BEGIN

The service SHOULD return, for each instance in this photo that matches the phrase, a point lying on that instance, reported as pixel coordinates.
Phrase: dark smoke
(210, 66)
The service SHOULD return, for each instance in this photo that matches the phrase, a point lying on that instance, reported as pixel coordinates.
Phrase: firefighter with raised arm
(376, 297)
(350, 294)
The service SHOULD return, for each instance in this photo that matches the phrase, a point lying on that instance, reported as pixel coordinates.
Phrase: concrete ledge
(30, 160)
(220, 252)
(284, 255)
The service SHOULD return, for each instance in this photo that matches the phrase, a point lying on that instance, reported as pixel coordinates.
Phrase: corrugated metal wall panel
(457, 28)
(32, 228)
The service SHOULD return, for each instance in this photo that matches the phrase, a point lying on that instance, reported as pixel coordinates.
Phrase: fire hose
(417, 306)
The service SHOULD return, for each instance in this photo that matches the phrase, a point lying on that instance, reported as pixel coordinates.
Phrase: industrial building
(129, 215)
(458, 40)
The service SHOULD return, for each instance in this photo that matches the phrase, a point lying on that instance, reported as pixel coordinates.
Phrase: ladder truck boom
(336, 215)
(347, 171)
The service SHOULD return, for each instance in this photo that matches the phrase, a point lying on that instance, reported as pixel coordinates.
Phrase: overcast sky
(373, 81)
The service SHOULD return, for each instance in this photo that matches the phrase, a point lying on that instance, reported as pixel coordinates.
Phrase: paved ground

END

• _AIM OF THE EXERCISE_:
What you return should match the data character for character.

• _TASK OUTPUT_:
The service SHOULD return, for each instance in this photo that matches the phrase, a point lying on that instance, reported as pixel coordinates.
Phrase: dark smoke
(210, 66)
The service SHOULD return, for each instance in this photo that matches the phrase, a point lying on that instance, reported as pixel coordinates.
Phrase: firefighter with raised arm
(376, 297)
(350, 294)
The service SHOULD return, for each instance in this photo that matches the phrase, a point lying on that instance, reported as pixel coordinates.
Phrase: concrete ledge
(30, 160)
(220, 252)
(284, 255)
The service SHOULD return, for each instance in this photo that matches the phrase, a point lying on that instance, reported as pixel coordinates.
Phrase: corrugated metal wall panel
(457, 28)
(32, 228)
The service SHOULD return, for each instance in this photo that matches the phrase, a point lying on that instance, reported as pixel coordinates.
Phrase: fire hose
(417, 306)
The service SHOULD return, for each instance in this photo that matches the phrase, a point lying on that instance, reported as pixel coordinates.
Phrase: industrial building
(129, 215)
(458, 40)
The service SHOULD return, for each instance in this photo that matches the phrase, a point lying on that instance, reported as pixel coordinates.
Phrase: ladder truck boom
(336, 215)
(347, 171)
The service SHOULD return, for each instance in this photo that matches the phrase, a point lying on that instance, reported as pixel coordinates.
Phrase: overcast sky
(373, 81)
The service SHOULD return, for each instance in this photo that matches the phrase, a point lying on that instance, reported as pixel coordinates.
Phrase: paved ground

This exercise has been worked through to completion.